→ **The request**: Which lines in the data below contain the string "Target", matching case exactly? Copy out each of those lines and leave out all others.

══ Data lines ══

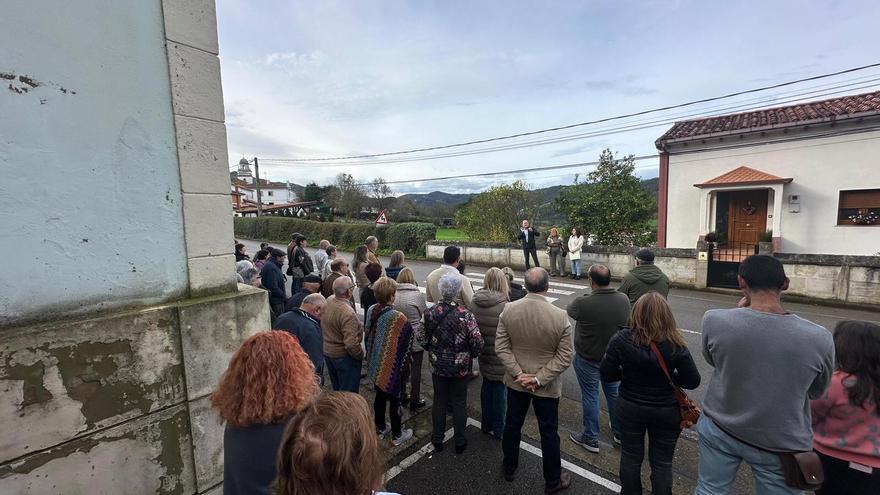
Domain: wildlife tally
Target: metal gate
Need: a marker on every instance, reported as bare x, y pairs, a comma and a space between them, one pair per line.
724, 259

═══
══ Data lines ══

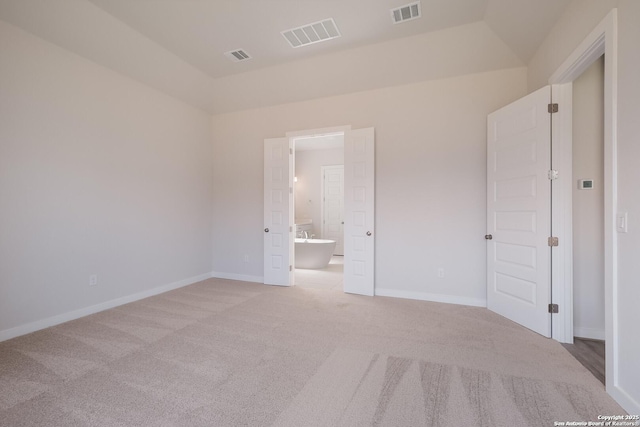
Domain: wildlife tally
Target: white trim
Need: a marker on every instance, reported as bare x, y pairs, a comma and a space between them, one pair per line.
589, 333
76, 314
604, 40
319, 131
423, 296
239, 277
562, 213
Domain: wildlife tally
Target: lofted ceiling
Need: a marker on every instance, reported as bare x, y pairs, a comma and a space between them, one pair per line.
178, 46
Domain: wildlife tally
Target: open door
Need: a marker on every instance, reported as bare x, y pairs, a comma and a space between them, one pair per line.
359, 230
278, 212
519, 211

═══

→ **Response to the exercise**:
Target: metal gate
Target: white trim
Target: lofted ceiling
Target: open door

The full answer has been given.